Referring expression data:
----

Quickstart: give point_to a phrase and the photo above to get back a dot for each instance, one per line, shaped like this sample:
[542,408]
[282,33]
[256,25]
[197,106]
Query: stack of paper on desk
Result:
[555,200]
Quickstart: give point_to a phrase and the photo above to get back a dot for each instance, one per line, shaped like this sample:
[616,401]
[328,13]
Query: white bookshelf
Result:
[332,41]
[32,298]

----

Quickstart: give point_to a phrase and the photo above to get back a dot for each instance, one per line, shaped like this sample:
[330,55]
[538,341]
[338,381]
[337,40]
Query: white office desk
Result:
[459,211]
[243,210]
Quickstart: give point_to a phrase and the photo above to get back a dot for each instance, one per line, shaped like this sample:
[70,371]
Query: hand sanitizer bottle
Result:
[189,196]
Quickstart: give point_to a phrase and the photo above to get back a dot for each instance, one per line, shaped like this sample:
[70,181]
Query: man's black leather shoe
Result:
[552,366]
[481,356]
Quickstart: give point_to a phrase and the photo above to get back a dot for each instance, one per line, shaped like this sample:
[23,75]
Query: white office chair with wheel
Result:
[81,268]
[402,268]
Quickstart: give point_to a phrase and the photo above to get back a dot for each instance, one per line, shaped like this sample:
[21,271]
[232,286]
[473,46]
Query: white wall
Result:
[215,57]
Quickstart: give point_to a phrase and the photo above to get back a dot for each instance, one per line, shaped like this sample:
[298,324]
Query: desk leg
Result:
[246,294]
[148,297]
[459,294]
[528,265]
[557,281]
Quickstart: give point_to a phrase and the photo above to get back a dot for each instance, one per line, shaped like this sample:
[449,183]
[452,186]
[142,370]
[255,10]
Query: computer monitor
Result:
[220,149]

----

EXERCISE DETAILS
Return a copy of each line in the entries that contains "white".

ANSWER SPACE
Query: white bookshelf
Query: white office desk
Query: white office chair with wheel
Query: white wall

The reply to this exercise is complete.